**TASK 1:**
Answer these questions using the article on anonymizing location data in Snowflake:
(a) Which two levels does the article say 911 call locations could be aggregated to?
(b) What is the name of the City of San Francisco's open data portal?
(c) What lets the anonymized data be shared with other Snowflake accounts?
**TASK 2:** Pick up the article on anonymizing location data in Snowflake after its last sentence and keep writing it.
[start TEXT SHOWN]
How to Anonymize Location Data in Snowflake

Background

Organizations frequently need to obfuscate geospatial data in order to share it internally or externally without divulging sensitive location information. For example, cities need to share the location of 911 calls with the public, but how do you do that without disclosing private citizens’ information? You could, for example, aggregate it to a zip code or census tract level, but that would strip the data of the level of detail that the public needs. Another method would be to “snap” the 911 locations to the nearest intersection. This ensures that the data retains usefulness while the caller’s identity is protected. This is the process the City of San Francisco follows now.

Source: DataSF

Typically this type of data transformation would require specialized geospatial data tools. However, with Snowflake’s geospatial data type and geospatial functions, you can perform this transformation directly in Snowflake, with the following benefits:

  • You can transform large amounts of data at scale
  • Sensitive location data doesn’t leave the Snowflake environment and stays protected by Snowflake’s end-to-end encryption, robust role based access and other governance controls
  • The anonymized data can be shared seamlessly with other accounts of Snowflake using Snowflake data sharing

In this article, I am using a dataset of street intersections provided through the City of San Francisco’s open data portal called DataSF, and a few randomly selected addresses within the city boundaries to demonstrate how you can anonymize locations by snapping them to the nearest intersection.
[end TEXT SHOWN]
[start ENTRIES SHOWN]
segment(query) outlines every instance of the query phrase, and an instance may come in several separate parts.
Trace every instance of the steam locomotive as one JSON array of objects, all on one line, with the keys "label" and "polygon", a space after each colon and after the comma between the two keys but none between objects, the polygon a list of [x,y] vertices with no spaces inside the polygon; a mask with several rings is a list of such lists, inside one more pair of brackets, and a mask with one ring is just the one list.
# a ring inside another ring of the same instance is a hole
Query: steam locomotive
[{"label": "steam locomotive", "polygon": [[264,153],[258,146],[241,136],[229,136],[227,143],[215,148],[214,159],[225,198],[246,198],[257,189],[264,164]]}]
[end ENTRIES SHOWN]
**FINAL ANSWER 1:**
(a) A zip code or census tract level.
(b) DataSF.
(c) Snowflake data sharing.

**FINAL ANSWER 2:**
Data Preparation

First, we need to ingest the intersections dataset into Snowflake. There are many ways data can be injected into Snowflake. Here, I am reading it from an external stage with a previously configured storage integration.

/* set context */
use schema geo.public;
use warehouse adhoc;
/*Upload intersections dataset to Snowflake from an external stage*/
create or replace stage geo.public.geo
url = 's3://xxxxxxxxx/CCSF_Geo/'
storage_integration=s3_int;
create or replace file format csv_format
type = 'csv' skip_header=1;
create or replace table geo.public.ccsf_intersections
(ID number, CNN varchar, Street_Name_1 varchar,
Street_Name_2 varchar, X_Coord float, Y_Coord float,
Latitude float, Longitude float, ZIP_Code varchar);
copy into geo.public.ccsf_intersections
from @geo file_format=csv_format;
select * from ccsf_intersections limit 100;

Result:

Intersections table

To leverage Snowflake’s geospatial functions, lets modify this table by adding a geospatial point column derived from the intersections’ latitude and longitude. We’ll use the ST_MAKEPOINT function to convert the coordinates into Snowflake’s GEOGRAPHYdata type. Materializing this new column (as opposed to creating it on the fly in a view) is recommended for best performance, particularly for large datasets.

/*Add a geospatial point derived from the intersections' lat & lon*/
alter table ccsf_intersections add intersection_pt geography;
update ccsf_intersections
set intersection_pt=st_makepoint(longitude, latitude);
select * from geo.public.ccsf_intersections limit 100;

Result:

Intersection coordinates presented as geography data type

Next, let’s create a table of sample addresses. Let’s insert geographic coordinates directly into Snowflake’s GEOGRAPHY data type.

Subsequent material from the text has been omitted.